(Beginning of Source data)

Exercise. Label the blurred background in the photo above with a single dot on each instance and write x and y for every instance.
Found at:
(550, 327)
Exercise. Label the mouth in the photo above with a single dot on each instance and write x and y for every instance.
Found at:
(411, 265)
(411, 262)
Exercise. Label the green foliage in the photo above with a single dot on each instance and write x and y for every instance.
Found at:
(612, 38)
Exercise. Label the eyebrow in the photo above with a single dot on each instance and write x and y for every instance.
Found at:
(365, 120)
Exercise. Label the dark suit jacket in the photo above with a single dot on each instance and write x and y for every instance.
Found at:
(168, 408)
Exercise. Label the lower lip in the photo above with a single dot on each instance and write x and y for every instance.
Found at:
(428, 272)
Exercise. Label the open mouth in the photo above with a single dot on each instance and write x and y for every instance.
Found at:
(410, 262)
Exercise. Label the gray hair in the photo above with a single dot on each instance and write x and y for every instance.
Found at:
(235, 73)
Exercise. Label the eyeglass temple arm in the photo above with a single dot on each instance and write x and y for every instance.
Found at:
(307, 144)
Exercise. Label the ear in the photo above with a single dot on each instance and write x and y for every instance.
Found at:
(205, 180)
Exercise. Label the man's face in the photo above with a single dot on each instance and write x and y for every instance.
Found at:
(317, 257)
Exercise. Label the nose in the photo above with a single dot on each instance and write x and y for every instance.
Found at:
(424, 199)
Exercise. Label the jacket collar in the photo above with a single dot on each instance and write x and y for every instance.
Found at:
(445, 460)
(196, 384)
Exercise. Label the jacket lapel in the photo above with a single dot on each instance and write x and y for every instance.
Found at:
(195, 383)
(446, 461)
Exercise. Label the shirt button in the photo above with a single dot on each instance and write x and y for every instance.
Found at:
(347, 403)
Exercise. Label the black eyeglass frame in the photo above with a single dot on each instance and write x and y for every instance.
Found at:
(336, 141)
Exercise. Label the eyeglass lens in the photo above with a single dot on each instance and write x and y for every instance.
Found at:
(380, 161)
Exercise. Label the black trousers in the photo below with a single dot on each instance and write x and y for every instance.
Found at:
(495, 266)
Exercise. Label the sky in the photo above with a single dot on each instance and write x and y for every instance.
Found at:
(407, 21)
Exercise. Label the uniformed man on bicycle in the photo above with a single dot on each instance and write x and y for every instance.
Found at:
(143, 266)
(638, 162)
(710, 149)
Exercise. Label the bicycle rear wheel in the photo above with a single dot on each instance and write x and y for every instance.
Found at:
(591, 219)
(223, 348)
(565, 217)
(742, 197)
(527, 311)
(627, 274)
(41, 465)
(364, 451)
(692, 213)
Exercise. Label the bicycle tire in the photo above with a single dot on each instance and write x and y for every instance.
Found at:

(End of Source data)

• _Exercise_
All of the data is to be written out again, word for word.

• _Written solution_
Exercise. Label the blurred background in the photo above with a single dot on each instance and write x and y for every instance.
Found at:
(550, 327)
Exercise. Label the mouth in the photo above with a single dot on each instance and write x and y for every instance.
Found at:
(411, 265)
(411, 262)
Exercise. Label the green foliage in the photo above with a single dot on each instance and write x and y for every instance.
Found at:
(612, 38)
Exercise. Label the eyebrow in the photo above with a single dot on each instance and write x and y for every instance.
Found at:
(365, 120)
Exercise. Label the dark suit jacket in the photo above with a single dot on each instance and write x and y for every instance.
Found at:
(168, 408)
Exercise. Label the lower lip in the photo above with a single dot on each instance and write x and y for every instance.
Found at:
(428, 272)
Exercise. Label the open mouth in the photo above with a single dot on each instance and write x and y for every instance.
Found at:
(410, 262)
Exercise. Label the gray hair in the photo above with a single dot on each instance and write x and y for every instance.
Found at:
(235, 73)
Exercise. Label the eyeglass temple arm in the photo above with a single dot on each instance and write x and y for every instance.
Found at:
(307, 144)
Exercise. Label the ear in the photo above with a single dot on each instance and write x and y for every instance.
Found at:
(205, 180)
Exercise. Label the man's face in the photo above with a single dot on each instance and write x and y for every instance.
Found at:
(317, 257)
Exercise. Label the nose in the photo above with a single dot on each instance and write x and y for every instance.
Found at:
(424, 199)
Exercise. Label the jacket collar in the photo above with a single dot on each instance and write x and y for every instance.
Found at:
(445, 460)
(196, 384)
Exercise. Label the jacket lapel in the photo above with a single dot on each instance and write x and y for every instance.
Found at:
(195, 383)
(446, 461)
Exercise. Label the shirt button in the photo above with a single dot on each instance and write x and y for every instance.
Found at:
(347, 403)
Exercise. Label the black eyeglass frame in the photo above with a single dot on each instance and write x and y for every instance.
Found at:
(336, 141)
Exercise. Label the eyeglass lens in the photo above with a single dot on each instance and write x and y for every instance.
Found at:
(380, 161)
Exercise. Label the black trousers in the photo below with a single dot on each instance and write x and y for every instance.
Found at:
(495, 266)
Exercise. Label the sky in the photo above with a single dot on each instance and write x and y for every instance.
Found at:
(407, 21)
Exercise. Label the uniformed man on bicycle in the photo above with a single dot on each instance and write x and y for every instance.
Found at:
(143, 266)
(638, 162)
(710, 149)
Exercise. Label the bicycle rear wheel in the photo above with a single dot on each instance and write x and y for every instance.
Found at:
(591, 219)
(223, 348)
(565, 217)
(742, 197)
(527, 311)
(627, 274)
(41, 465)
(364, 451)
(692, 213)
Exercise. Label the bicycle tire in the photo above with a single dot on each instance and write x and y for every instance.
Found at:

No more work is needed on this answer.